The records -
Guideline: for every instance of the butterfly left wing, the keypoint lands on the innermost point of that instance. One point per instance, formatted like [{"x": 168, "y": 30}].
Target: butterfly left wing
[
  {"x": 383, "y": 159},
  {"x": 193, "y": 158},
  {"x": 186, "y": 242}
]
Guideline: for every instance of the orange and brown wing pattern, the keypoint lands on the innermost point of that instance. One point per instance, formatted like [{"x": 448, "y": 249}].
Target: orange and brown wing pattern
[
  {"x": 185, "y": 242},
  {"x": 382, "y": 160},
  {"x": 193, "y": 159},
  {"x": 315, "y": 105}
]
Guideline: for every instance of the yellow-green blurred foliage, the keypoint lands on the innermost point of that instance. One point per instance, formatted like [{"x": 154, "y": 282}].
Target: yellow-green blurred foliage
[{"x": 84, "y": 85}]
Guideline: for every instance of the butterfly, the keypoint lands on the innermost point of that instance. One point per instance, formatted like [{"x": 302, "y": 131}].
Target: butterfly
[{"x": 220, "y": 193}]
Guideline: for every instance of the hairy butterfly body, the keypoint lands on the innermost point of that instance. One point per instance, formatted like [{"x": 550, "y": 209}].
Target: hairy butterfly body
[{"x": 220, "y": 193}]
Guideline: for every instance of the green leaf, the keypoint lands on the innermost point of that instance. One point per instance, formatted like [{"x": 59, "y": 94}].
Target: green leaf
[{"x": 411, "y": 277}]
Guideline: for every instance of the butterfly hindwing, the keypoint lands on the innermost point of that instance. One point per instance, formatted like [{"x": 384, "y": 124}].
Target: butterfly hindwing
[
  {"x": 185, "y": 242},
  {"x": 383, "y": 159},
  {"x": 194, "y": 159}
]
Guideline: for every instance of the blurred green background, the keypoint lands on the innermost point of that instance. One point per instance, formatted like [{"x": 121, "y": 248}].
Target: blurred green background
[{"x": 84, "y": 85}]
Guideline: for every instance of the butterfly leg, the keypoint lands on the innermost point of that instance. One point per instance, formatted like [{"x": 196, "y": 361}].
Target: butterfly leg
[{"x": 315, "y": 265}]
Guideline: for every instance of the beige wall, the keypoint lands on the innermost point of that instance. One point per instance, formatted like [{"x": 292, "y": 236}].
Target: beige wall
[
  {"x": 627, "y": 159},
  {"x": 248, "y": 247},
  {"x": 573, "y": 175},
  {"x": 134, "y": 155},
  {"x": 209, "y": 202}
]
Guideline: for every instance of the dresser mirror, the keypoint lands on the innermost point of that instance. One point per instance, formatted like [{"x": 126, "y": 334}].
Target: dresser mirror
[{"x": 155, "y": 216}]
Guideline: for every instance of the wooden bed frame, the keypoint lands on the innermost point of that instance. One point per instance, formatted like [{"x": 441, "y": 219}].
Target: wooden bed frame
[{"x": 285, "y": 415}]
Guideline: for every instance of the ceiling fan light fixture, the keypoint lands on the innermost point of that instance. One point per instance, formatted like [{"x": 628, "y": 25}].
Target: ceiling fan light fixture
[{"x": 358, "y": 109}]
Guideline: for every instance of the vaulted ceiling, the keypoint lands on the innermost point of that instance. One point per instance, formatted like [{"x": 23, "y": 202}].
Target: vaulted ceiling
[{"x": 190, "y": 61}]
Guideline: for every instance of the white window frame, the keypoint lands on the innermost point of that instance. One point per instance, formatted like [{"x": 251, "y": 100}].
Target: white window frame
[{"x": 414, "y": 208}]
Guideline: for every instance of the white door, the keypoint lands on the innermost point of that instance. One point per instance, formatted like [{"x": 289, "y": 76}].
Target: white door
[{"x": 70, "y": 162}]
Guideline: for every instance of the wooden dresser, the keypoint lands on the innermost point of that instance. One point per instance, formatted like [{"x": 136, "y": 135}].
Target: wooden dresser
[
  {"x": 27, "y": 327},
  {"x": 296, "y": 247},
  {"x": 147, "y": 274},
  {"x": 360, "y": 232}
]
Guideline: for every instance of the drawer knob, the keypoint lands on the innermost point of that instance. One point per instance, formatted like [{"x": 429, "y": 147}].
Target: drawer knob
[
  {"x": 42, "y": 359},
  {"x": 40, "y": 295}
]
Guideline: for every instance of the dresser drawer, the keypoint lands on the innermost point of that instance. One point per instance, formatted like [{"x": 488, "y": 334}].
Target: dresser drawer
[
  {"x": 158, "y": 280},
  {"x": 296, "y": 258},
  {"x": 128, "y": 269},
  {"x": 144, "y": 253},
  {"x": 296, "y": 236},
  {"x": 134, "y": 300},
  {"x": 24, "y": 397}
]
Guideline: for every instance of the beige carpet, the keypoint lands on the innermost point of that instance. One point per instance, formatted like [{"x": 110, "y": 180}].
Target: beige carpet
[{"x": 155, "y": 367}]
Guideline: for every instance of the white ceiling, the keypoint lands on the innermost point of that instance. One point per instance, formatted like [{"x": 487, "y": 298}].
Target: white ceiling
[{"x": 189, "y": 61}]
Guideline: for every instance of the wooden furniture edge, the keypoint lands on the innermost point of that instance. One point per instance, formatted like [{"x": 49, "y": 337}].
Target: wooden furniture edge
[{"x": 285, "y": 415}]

Instructions for the task -
Arrange every line of the rows above as a Markdown table with two columns, No. and Line, numbering the lines in order and leaving out any blank lines.

Written solution -
| No. | Line |
|---|---|
| 1 | Guideline: for every instance of the butterfly left wing, the keypoint lands on the innermost point of that instance. One point per instance, formatted like [{"x": 168, "y": 30}]. |
| 2 | Target: butterfly left wing |
| 3 | [ |
| 4 |   {"x": 383, "y": 159}, |
| 5 |   {"x": 193, "y": 158}, |
| 6 |   {"x": 186, "y": 242} |
| 7 | ] |
| 8 | Guideline: for every instance of the orange and brown wing pattern, the keypoint lands on the innermost point of that instance. One point per instance, formatted like [{"x": 448, "y": 249}]. |
| 9 | Target: orange and brown wing pattern |
| 10 | [ |
| 11 |   {"x": 185, "y": 242}, |
| 12 |   {"x": 382, "y": 160}, |
| 13 |   {"x": 193, "y": 159}, |
| 14 |   {"x": 315, "y": 105} |
| 15 | ] |
| 16 | Guideline: for every instance of the yellow-green blurred foliage, the keypoint lands on the innermost point of that instance. One point per instance, formatted like [{"x": 154, "y": 282}]. |
| 17 | Target: yellow-green blurred foliage |
| 18 | [{"x": 84, "y": 85}] |
| 19 | Guideline: for every instance of the butterfly, the keypoint lands on the innermost point of that instance. One point per instance, formatted like [{"x": 302, "y": 131}]. |
| 20 | Target: butterfly |
| 21 | [{"x": 220, "y": 193}] |
| 22 | Guideline: for every instance of the hairy butterfly body, the keypoint lands on the innermost point of that instance. One point per instance, formatted like [{"x": 550, "y": 209}]. |
| 23 | Target: hairy butterfly body |
| 24 | [{"x": 220, "y": 193}] |
| 25 | Guideline: for every instance of the green leaf, the keypoint lands on the innermost point of that instance. One point per instance, formatted like [{"x": 59, "y": 94}]. |
| 26 | Target: green leaf |
| 27 | [{"x": 411, "y": 277}] |
| 28 | Guideline: for every instance of the butterfly hindwing, the keypoint lands on the innermost point of that instance. One point per instance, formatted like [{"x": 384, "y": 124}]. |
| 29 | Target: butterfly hindwing |
| 30 | [ |
| 31 |   {"x": 185, "y": 242}, |
| 32 |   {"x": 383, "y": 159}, |
| 33 |   {"x": 194, "y": 159} |
| 34 | ] |
| 35 | Guideline: for every instance of the blurred green background, the keypoint lands on the innermost point of that instance. One point per instance, formatted like [{"x": 121, "y": 248}]. |
| 36 | Target: blurred green background |
| 37 | [{"x": 84, "y": 85}] |
| 38 | Guideline: for every instance of the butterfly leg, the keypoint lands on the innermost point of that instance. One point per instance, formatted like [{"x": 196, "y": 361}]. |
| 39 | Target: butterfly leg |
| 40 | [{"x": 315, "y": 265}] |
| 41 | Guideline: for every instance of the beige wall, the keypoint lands on the innermost point of that instance. One point per instance, formatted like [{"x": 292, "y": 236}]. |
| 42 | Target: beige wall |
| 43 | [ |
| 44 |   {"x": 627, "y": 159}, |
| 45 |   {"x": 248, "y": 247}, |
| 46 |   {"x": 573, "y": 175}, |
| 47 |   {"x": 134, "y": 155}, |
| 48 |   {"x": 209, "y": 202} |
| 49 | ] |
| 50 | Guideline: for every instance of the dresser mirror, the keypoint lands on the innermost point of that instance. One point per instance, formatted like [{"x": 126, "y": 334}]. |
| 51 | Target: dresser mirror |
| 52 | [{"x": 155, "y": 216}] |
| 53 | Guideline: for every instance of the wooden bed frame, the keypoint lands on the innermost point of that instance. One point per instance, formatted like [{"x": 441, "y": 219}]. |
| 54 | Target: wooden bed frame |
| 55 | [{"x": 285, "y": 415}] |
| 56 | Guideline: for every instance of the ceiling fan light fixture, the keypoint lands on the innermost point of that instance. One point per instance, formatted like [{"x": 628, "y": 25}]. |
| 57 | Target: ceiling fan light fixture |
| 58 | [{"x": 358, "y": 109}] |
| 59 | Guideline: for every instance of the vaulted ceiling, the keypoint lands on the innermost point of that instance. One point per instance, formatted like [{"x": 23, "y": 202}]. |
| 60 | Target: vaulted ceiling |
| 61 | [{"x": 190, "y": 61}] |
| 62 | Guideline: for every instance of the white window frame, the keypoint lands on the innermost point of that instance. One point per instance, formatted like [{"x": 251, "y": 100}]. |
| 63 | Target: white window frame |
| 64 | [{"x": 414, "y": 208}] |
| 65 | Guideline: for every instance of the white door, the keypoint lands on the innermost point of that instance. One point per instance, formatted like [{"x": 289, "y": 76}]. |
| 66 | Target: white door |
| 67 | [{"x": 70, "y": 162}] |
| 68 | Guideline: for every instance of the wooden dresser, the keypoint lands on the innermost point of that instance. One point per instance, formatted like [{"x": 136, "y": 135}]. |
| 69 | Target: wooden dresser |
| 70 | [ |
| 71 |   {"x": 27, "y": 327}, |
| 72 |   {"x": 296, "y": 247}, |
| 73 |   {"x": 147, "y": 274}, |
| 74 |   {"x": 360, "y": 232} |
| 75 | ] |
| 76 | Guideline: for every instance of the drawer knob, the keypoint lands on the innermost point of that instance. One point per instance, formatted like [{"x": 429, "y": 147}]. |
| 77 | Target: drawer knob |
| 78 | [ |
| 79 |   {"x": 42, "y": 359}, |
| 80 |   {"x": 40, "y": 295} |
| 81 | ] |
| 82 | Guideline: for every instance of the dresser drawer, the keypoint lands on the innermost point of that instance. One point per instance, formatted like [{"x": 488, "y": 334}]. |
| 83 | Target: dresser drawer |
| 84 | [ |
| 85 |   {"x": 158, "y": 280}, |
| 86 |   {"x": 296, "y": 258}, |
| 87 |   {"x": 128, "y": 269}, |
| 88 |   {"x": 144, "y": 253}, |
| 89 |   {"x": 296, "y": 236}, |
| 90 |   {"x": 134, "y": 300}, |
| 91 |   {"x": 24, "y": 397} |
| 92 | ] |
| 93 | Guideline: for every instance of the beige carpet, the keypoint lands on the innermost point of that instance. One point per instance, formatted like [{"x": 110, "y": 180}]. |
| 94 | Target: beige carpet |
| 95 | [{"x": 155, "y": 367}] |
| 96 | Guideline: for every instance of the white ceiling, the keypoint lands on the innermost point of that instance. One point per instance, formatted like [{"x": 487, "y": 298}]. |
| 97 | Target: white ceiling |
| 98 | [{"x": 189, "y": 61}] |
| 99 | Guideline: for every instance of the wooden furniture edge, the keypoint lands on the innermost point of that instance. One point per instance, formatted like [{"x": 49, "y": 337}]. |
| 100 | Target: wooden furniture edge |
| 101 | [{"x": 285, "y": 415}] |